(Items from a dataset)
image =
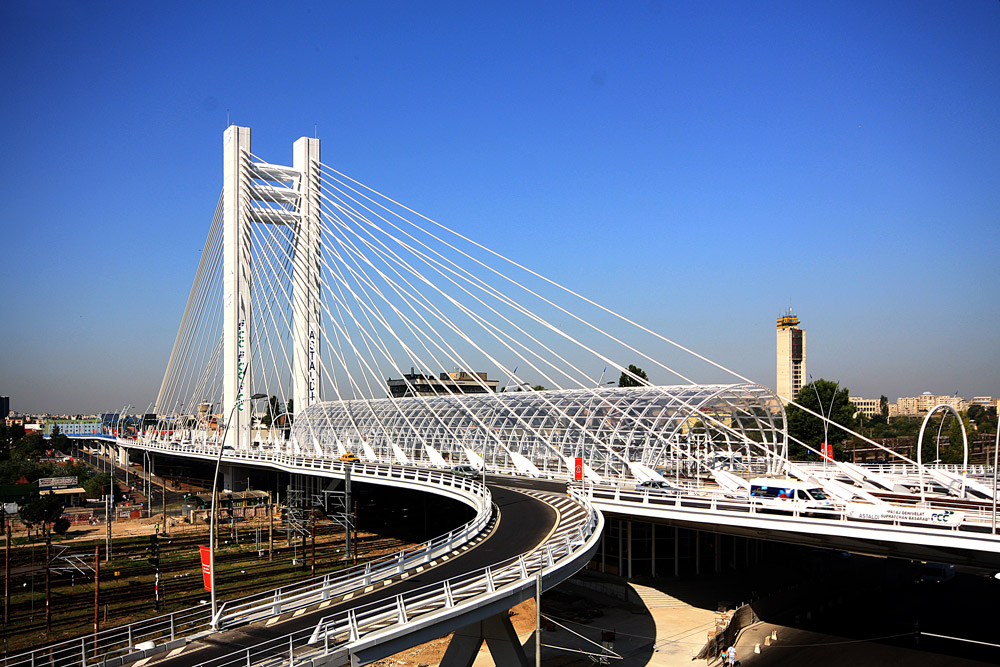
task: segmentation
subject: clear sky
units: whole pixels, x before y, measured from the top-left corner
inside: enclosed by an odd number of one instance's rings
[[[1000,2],[0,3],[0,394],[155,398],[222,133],[774,384],[1000,394]],[[655,378],[654,378],[655,379]]]

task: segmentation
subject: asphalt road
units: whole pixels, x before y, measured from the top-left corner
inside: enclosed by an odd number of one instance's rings
[[[504,479],[504,482],[509,480]],[[556,512],[540,500],[490,484],[493,502],[497,507],[497,520],[490,535],[474,548],[453,556],[436,567],[424,570],[389,586],[356,595],[349,601],[330,605],[322,610],[304,613],[270,626],[254,623],[191,643],[183,652],[168,657],[170,653],[154,656],[146,665],[162,667],[189,667],[212,658],[233,653],[243,648],[259,645],[292,632],[314,627],[323,617],[343,612],[361,604],[392,598],[401,593],[421,588],[437,581],[471,572],[498,561],[530,551],[540,544],[555,526]]]

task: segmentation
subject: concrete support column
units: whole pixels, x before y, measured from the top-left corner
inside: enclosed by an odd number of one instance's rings
[[[701,531],[694,531],[694,573],[701,574]]]
[[[292,263],[292,379],[295,412],[320,400],[320,150],[319,139],[302,137],[293,148],[299,172],[299,212]],[[318,452],[320,453],[320,452]]]
[[[230,125],[223,135],[222,184],[222,414],[230,419],[223,445],[249,448],[244,431],[250,373],[250,229],[248,220],[250,128]],[[235,406],[235,409],[234,409]],[[230,413],[232,417],[230,418]],[[221,425],[220,425],[221,426]]]
[[[674,526],[674,576],[681,576],[681,531]]]
[[[441,667],[472,667],[484,641],[494,664],[528,667],[528,658],[506,611],[456,630]]]
[[[628,537],[628,578],[632,578],[632,519],[628,520],[626,525],[626,534]]]
[[[649,576],[656,579],[656,524],[651,523],[650,525],[650,538],[649,538]]]

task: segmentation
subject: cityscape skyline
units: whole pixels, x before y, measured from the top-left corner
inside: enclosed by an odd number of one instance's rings
[[[766,386],[791,302],[814,378],[1000,393],[995,3],[57,7],[0,8],[14,410],[155,398],[229,120]]]

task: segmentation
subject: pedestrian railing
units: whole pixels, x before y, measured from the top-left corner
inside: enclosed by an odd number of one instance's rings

Task —
How many lines of the records contain the string "subject"? Uppercase and lowercase count as different, and the reply should be only the number.

Written solution —
5